Supplied data:
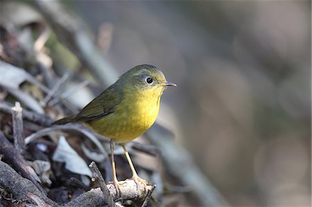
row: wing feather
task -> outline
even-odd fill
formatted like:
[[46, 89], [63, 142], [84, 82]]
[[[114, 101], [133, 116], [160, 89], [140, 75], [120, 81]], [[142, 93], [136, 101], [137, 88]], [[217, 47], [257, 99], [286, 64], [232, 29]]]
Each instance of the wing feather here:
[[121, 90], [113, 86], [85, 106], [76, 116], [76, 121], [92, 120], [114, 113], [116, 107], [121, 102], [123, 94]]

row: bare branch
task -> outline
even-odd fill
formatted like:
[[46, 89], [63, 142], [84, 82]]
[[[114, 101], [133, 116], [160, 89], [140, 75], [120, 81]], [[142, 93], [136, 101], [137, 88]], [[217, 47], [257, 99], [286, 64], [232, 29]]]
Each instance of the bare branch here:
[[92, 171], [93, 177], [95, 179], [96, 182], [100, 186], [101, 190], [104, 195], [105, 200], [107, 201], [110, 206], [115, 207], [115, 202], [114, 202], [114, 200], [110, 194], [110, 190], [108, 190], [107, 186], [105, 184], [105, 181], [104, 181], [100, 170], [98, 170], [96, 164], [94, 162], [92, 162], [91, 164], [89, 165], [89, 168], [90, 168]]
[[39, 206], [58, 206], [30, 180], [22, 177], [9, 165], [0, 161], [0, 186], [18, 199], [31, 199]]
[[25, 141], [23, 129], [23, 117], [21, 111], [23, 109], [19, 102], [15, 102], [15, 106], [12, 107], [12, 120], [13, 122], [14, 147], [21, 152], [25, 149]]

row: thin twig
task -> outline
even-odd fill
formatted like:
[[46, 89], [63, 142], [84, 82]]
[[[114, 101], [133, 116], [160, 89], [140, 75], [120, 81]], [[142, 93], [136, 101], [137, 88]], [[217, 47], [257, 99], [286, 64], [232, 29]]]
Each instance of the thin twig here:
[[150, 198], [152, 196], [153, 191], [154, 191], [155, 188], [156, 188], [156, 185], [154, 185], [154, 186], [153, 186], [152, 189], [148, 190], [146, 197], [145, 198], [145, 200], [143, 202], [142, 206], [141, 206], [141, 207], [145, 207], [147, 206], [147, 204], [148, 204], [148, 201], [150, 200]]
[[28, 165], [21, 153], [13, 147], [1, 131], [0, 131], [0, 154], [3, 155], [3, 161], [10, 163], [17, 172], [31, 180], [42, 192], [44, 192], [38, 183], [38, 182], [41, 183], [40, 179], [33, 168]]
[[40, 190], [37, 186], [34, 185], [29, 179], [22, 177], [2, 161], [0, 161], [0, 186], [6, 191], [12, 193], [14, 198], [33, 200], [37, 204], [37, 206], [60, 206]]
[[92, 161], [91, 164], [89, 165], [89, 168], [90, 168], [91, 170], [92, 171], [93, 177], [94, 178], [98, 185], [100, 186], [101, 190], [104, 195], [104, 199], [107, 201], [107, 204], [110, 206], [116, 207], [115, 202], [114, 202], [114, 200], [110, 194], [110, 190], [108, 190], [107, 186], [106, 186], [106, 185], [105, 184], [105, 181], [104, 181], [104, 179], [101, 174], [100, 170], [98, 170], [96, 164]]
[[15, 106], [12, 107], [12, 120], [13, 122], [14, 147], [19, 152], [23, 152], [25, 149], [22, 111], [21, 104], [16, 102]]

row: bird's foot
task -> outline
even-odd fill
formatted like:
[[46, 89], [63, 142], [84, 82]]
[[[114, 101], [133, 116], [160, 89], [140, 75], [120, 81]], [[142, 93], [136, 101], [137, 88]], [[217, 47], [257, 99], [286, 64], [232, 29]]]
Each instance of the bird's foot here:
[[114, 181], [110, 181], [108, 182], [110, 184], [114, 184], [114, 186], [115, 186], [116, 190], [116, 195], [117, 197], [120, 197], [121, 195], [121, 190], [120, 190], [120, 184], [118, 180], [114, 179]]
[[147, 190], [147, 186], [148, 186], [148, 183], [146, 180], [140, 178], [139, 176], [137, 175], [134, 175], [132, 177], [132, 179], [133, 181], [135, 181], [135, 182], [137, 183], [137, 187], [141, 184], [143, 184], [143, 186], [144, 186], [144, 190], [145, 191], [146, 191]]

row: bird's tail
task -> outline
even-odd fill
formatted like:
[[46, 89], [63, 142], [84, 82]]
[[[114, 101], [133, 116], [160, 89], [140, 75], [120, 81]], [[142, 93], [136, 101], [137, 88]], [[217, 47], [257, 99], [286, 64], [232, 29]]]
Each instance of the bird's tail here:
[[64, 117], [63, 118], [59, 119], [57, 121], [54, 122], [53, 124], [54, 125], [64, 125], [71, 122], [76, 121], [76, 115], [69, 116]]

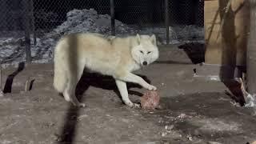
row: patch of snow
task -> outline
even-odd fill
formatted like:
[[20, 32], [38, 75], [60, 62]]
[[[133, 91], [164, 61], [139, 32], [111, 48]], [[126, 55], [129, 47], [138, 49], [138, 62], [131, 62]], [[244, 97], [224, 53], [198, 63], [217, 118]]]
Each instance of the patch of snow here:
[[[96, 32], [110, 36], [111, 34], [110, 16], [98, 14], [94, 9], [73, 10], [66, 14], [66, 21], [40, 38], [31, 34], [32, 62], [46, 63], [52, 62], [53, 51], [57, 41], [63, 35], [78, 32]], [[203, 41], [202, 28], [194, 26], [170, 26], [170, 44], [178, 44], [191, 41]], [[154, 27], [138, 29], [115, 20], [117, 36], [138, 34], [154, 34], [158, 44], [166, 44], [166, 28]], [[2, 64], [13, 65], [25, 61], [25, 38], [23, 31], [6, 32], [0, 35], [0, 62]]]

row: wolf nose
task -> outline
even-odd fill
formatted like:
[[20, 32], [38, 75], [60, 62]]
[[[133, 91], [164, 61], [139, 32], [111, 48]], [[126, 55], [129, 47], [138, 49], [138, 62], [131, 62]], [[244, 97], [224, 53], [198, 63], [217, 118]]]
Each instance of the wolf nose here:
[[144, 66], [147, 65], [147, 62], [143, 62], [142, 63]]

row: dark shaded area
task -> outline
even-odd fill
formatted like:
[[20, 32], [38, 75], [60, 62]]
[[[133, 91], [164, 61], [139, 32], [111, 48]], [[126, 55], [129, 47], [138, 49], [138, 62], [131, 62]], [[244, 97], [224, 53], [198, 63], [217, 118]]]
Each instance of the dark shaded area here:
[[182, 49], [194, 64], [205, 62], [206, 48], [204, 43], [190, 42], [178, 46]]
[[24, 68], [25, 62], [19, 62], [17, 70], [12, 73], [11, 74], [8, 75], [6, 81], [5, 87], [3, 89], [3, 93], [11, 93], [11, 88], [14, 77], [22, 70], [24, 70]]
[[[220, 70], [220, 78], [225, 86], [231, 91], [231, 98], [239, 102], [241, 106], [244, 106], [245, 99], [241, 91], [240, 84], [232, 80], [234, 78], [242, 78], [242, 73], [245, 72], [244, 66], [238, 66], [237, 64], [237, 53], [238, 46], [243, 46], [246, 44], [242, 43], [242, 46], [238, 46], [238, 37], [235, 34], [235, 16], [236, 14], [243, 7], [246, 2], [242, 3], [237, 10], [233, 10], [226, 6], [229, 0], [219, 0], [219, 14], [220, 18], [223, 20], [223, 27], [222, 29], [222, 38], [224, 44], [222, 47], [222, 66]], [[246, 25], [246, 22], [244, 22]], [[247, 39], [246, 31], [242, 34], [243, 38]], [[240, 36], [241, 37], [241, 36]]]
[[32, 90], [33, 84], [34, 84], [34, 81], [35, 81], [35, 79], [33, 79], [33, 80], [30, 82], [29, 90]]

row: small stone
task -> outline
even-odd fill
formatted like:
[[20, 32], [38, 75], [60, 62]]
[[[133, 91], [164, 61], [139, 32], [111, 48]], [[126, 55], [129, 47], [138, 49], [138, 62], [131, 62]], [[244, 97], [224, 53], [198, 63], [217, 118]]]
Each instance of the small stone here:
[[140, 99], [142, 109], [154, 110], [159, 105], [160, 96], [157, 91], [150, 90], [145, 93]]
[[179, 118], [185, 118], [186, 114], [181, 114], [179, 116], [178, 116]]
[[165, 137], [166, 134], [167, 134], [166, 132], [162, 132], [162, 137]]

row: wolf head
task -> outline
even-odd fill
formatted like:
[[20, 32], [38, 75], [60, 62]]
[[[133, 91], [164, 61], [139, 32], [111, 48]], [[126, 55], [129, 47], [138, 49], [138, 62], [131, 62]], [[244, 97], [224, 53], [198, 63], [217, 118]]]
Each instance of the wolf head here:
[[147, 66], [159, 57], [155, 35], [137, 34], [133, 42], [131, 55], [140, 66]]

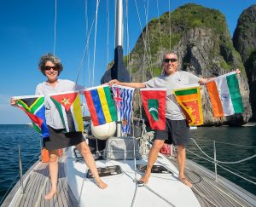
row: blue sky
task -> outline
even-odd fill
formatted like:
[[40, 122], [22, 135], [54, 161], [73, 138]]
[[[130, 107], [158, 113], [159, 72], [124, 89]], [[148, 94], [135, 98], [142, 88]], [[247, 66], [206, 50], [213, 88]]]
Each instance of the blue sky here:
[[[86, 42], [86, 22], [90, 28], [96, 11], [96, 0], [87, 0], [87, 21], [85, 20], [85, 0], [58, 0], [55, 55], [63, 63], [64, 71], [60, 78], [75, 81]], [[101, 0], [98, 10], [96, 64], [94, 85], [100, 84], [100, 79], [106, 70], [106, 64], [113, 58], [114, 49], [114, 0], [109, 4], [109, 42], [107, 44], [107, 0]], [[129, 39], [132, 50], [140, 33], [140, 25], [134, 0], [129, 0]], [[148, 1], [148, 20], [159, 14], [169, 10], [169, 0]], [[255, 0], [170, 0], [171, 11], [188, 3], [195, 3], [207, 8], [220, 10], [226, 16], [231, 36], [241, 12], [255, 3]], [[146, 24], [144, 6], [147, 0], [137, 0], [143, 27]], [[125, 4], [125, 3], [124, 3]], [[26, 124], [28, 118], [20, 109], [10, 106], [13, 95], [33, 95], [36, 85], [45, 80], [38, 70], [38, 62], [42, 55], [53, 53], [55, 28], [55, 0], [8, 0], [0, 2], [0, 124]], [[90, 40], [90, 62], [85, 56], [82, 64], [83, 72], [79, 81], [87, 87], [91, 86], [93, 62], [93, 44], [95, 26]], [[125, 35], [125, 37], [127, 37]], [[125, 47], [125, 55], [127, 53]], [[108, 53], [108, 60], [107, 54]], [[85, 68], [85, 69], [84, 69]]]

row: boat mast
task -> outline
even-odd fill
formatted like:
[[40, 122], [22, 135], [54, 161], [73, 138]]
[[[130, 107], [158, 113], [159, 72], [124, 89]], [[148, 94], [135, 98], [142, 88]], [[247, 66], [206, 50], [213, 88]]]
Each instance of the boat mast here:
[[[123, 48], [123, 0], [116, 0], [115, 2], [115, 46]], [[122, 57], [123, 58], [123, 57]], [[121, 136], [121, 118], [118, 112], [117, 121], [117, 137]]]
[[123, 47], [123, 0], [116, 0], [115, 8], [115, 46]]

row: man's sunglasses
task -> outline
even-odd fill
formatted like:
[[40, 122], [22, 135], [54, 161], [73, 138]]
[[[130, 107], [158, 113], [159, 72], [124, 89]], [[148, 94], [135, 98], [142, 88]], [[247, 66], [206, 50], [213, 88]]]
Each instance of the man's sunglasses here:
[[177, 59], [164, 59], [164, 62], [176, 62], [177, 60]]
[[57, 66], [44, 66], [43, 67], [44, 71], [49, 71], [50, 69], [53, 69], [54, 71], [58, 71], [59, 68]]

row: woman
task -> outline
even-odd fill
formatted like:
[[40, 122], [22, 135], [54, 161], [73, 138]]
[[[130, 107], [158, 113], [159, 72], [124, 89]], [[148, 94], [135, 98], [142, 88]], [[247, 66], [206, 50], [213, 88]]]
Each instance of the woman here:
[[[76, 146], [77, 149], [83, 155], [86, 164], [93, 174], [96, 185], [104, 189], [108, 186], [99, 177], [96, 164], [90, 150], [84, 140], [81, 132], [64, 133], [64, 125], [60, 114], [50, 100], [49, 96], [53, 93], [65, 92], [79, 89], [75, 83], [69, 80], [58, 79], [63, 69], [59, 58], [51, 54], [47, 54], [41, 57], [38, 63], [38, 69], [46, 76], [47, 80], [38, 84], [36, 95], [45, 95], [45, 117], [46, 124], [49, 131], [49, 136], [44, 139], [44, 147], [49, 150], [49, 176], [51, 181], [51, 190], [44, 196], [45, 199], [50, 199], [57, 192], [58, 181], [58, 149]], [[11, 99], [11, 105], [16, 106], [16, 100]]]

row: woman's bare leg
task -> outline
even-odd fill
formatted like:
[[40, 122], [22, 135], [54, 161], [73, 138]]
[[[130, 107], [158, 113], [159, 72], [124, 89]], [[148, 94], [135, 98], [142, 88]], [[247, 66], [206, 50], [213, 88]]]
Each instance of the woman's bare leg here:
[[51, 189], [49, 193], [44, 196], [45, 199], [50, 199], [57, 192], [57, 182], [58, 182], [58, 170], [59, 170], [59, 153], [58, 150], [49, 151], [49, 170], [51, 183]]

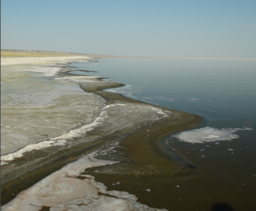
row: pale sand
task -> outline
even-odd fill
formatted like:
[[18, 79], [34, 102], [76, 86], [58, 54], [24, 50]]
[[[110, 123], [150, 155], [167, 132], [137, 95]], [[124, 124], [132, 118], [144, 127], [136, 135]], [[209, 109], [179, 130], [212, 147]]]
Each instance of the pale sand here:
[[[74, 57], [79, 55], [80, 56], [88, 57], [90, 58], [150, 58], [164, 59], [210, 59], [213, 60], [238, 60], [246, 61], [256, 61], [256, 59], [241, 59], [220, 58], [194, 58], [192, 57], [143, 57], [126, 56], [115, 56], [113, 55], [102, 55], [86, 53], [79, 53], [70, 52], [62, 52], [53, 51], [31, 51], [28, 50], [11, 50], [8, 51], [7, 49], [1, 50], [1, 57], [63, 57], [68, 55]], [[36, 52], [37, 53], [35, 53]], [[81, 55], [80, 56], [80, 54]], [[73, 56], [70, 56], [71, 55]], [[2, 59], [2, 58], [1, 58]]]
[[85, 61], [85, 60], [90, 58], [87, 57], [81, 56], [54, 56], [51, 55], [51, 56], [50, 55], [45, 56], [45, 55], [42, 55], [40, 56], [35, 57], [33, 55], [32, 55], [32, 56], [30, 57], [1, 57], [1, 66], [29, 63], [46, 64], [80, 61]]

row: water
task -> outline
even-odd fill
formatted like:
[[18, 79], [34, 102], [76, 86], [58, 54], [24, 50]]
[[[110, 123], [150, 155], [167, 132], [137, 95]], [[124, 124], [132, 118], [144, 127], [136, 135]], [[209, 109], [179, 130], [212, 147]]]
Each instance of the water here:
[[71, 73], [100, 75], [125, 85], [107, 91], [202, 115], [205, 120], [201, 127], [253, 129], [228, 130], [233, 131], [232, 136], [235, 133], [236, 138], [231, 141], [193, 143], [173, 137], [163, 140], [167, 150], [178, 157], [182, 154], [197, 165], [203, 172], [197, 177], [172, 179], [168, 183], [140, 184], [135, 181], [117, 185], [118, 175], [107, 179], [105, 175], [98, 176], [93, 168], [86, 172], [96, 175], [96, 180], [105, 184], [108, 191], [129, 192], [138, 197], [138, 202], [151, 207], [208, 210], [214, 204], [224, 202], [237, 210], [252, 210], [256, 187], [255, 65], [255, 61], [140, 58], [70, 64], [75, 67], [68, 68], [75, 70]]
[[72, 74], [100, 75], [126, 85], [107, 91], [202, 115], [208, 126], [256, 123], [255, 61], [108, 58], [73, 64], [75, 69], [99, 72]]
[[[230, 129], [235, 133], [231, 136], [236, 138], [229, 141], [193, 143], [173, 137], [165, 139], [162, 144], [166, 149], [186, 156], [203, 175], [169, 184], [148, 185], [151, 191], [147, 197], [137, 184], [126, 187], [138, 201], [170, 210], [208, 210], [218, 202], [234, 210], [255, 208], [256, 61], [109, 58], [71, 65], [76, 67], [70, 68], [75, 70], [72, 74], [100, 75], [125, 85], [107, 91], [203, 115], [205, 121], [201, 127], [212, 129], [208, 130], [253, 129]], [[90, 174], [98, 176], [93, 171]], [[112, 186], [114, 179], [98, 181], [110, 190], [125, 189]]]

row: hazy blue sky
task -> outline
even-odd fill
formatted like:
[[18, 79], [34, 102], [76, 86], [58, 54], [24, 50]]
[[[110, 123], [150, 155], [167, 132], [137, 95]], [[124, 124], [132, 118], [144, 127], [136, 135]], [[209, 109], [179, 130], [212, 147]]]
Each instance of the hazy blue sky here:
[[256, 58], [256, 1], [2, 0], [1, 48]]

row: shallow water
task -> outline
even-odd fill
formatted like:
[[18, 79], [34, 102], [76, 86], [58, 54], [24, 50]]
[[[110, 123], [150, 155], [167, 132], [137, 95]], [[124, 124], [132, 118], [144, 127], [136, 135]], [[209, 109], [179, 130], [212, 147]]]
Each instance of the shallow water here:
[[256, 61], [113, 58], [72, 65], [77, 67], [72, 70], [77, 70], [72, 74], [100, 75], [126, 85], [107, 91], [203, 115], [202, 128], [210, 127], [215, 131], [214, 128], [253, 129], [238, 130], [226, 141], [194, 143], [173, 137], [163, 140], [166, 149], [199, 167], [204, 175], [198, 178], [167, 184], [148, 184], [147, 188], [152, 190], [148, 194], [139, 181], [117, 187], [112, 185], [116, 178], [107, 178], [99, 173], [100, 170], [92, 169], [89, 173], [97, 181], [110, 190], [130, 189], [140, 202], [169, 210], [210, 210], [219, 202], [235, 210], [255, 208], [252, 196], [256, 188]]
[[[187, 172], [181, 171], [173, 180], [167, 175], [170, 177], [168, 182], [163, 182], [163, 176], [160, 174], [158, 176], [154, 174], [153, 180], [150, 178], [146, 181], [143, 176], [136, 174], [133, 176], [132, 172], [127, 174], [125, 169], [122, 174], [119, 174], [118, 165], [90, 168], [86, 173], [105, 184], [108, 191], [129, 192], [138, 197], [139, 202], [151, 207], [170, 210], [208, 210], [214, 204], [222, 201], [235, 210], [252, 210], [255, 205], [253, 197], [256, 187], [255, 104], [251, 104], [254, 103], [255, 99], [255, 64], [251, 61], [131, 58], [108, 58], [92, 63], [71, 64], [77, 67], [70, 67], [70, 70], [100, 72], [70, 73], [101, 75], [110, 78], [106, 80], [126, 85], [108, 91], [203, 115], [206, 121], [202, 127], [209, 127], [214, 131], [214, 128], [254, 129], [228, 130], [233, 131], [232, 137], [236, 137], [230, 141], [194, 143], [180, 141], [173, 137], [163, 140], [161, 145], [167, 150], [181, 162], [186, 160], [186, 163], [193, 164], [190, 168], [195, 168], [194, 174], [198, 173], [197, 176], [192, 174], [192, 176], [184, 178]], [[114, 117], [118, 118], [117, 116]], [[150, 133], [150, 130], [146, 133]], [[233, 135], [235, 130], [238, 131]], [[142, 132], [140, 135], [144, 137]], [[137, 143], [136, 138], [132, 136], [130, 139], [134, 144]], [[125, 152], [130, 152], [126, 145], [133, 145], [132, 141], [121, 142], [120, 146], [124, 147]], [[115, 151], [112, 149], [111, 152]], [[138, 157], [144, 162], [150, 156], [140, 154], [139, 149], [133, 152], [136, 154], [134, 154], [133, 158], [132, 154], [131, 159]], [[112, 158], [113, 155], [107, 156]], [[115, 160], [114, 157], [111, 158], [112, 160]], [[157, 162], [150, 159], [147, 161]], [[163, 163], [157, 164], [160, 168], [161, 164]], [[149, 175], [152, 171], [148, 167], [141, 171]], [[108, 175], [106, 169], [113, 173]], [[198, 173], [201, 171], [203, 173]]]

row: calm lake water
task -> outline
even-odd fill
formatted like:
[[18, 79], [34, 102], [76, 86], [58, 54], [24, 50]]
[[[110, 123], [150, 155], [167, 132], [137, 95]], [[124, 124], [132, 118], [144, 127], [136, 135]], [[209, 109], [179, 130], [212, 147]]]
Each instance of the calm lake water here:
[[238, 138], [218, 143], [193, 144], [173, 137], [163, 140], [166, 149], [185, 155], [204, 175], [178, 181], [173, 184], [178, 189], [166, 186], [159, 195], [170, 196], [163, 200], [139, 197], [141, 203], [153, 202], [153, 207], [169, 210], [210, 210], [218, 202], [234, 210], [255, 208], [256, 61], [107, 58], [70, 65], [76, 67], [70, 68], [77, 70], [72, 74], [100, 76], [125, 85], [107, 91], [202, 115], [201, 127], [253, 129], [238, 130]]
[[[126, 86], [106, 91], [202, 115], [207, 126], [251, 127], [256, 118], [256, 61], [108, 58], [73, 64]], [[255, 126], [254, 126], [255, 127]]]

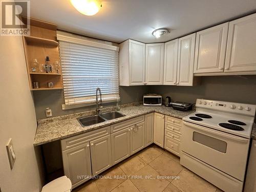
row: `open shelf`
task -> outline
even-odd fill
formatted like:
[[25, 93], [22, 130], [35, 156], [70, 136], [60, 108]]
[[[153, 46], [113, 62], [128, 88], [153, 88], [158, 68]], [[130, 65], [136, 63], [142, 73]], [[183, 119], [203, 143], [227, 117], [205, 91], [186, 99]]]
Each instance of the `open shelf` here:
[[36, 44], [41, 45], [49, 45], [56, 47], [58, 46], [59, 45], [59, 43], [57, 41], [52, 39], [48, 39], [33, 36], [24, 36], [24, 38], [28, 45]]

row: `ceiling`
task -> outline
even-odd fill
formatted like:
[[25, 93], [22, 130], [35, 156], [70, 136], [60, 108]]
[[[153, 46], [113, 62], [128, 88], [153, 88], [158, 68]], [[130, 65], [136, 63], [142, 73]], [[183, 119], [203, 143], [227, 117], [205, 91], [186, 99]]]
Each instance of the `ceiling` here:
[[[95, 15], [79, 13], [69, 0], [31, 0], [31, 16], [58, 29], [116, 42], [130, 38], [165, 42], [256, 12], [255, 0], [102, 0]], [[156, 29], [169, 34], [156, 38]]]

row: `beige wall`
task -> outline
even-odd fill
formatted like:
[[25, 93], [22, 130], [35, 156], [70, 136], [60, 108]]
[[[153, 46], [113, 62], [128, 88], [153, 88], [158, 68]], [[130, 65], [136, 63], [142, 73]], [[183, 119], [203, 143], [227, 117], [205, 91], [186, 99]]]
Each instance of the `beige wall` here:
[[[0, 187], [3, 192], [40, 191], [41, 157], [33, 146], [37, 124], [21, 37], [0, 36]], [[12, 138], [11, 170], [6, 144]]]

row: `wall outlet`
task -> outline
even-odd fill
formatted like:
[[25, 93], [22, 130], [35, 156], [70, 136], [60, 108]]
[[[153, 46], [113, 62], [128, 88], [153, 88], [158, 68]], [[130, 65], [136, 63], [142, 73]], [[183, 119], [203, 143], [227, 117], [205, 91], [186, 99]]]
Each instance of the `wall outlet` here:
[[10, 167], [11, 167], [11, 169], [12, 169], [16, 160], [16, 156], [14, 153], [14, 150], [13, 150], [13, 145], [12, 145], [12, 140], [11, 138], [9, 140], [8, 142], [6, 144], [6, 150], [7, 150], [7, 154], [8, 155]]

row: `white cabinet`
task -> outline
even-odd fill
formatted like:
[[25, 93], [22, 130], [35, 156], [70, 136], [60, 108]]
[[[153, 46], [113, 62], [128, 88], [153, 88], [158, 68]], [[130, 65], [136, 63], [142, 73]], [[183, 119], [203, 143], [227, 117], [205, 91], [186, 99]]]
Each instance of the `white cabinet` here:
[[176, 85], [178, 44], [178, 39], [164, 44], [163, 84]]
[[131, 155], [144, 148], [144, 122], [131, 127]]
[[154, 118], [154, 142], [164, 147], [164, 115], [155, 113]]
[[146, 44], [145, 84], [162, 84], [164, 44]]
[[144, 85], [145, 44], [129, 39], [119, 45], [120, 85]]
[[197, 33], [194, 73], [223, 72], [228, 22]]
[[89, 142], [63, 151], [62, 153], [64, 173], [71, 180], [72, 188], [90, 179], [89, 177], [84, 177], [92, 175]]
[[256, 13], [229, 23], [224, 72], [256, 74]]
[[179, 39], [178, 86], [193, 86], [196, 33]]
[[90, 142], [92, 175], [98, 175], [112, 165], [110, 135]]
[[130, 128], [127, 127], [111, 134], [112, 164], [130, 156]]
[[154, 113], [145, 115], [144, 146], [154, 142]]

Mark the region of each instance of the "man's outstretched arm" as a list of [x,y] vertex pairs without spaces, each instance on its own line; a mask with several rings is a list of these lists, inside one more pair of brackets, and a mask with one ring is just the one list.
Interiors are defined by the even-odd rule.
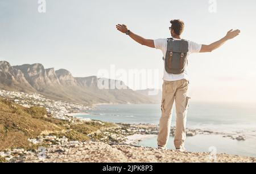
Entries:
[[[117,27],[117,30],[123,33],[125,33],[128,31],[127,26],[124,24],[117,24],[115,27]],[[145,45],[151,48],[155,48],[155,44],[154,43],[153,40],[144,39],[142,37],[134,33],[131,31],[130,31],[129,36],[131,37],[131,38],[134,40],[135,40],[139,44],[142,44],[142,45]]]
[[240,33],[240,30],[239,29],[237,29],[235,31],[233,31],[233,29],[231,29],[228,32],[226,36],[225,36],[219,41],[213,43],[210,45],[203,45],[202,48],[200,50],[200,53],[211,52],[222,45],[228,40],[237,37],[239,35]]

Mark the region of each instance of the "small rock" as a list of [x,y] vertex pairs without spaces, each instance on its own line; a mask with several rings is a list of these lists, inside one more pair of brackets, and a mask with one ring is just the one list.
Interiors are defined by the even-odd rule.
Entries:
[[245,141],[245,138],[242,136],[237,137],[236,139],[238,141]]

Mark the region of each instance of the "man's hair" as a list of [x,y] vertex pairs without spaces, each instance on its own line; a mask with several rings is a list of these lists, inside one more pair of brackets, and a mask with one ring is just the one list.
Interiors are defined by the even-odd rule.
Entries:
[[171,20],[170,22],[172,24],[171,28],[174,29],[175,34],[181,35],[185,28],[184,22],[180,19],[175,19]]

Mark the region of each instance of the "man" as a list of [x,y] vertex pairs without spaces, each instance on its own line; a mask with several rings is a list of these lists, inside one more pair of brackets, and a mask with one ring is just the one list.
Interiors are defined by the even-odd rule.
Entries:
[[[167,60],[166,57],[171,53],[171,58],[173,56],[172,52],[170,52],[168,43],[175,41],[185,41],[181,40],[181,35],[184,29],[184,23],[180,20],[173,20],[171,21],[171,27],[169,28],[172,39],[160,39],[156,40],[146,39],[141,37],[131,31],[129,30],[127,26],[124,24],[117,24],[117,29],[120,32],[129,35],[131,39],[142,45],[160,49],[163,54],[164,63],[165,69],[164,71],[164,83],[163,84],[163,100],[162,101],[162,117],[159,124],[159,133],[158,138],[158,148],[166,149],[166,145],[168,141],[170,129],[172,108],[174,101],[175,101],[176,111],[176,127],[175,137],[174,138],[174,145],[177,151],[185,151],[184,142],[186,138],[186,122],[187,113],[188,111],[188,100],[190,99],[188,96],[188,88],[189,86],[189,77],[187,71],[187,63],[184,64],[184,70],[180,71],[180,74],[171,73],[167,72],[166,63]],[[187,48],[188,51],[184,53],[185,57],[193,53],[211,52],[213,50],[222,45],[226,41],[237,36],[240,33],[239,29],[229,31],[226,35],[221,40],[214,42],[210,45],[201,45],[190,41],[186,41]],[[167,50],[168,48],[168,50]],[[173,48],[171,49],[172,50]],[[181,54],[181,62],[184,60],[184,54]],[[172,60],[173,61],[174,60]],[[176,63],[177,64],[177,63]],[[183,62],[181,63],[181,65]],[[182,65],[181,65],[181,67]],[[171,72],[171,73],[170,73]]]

Given instruction: Give every line from the start of the records through the line containing "102], [123, 94]]", inclusive, as a Markdown table with the columns No. and Text, numbering the rows and skipping blank lines. Leave the pictures out.

Full response:
| No. | Text |
|---|---|
| 1 | row: wing feather |
| 2 | task -> outline |
| 3 | even-odd fill |
| 4 | formatted like: |
| 5 | [[46, 89], [63, 142], [84, 82]] |
| 6 | [[[114, 101], [133, 116], [160, 89], [140, 75], [120, 81]], [[142, 93], [136, 101], [137, 88]], [[217, 47], [257, 99], [286, 64], [232, 29]]] |
| 7 | Each instance of the wing feather here: |
| 8 | [[121, 90], [113, 86], [85, 106], [76, 116], [76, 121], [92, 120], [114, 113], [116, 107], [121, 102], [123, 94]] |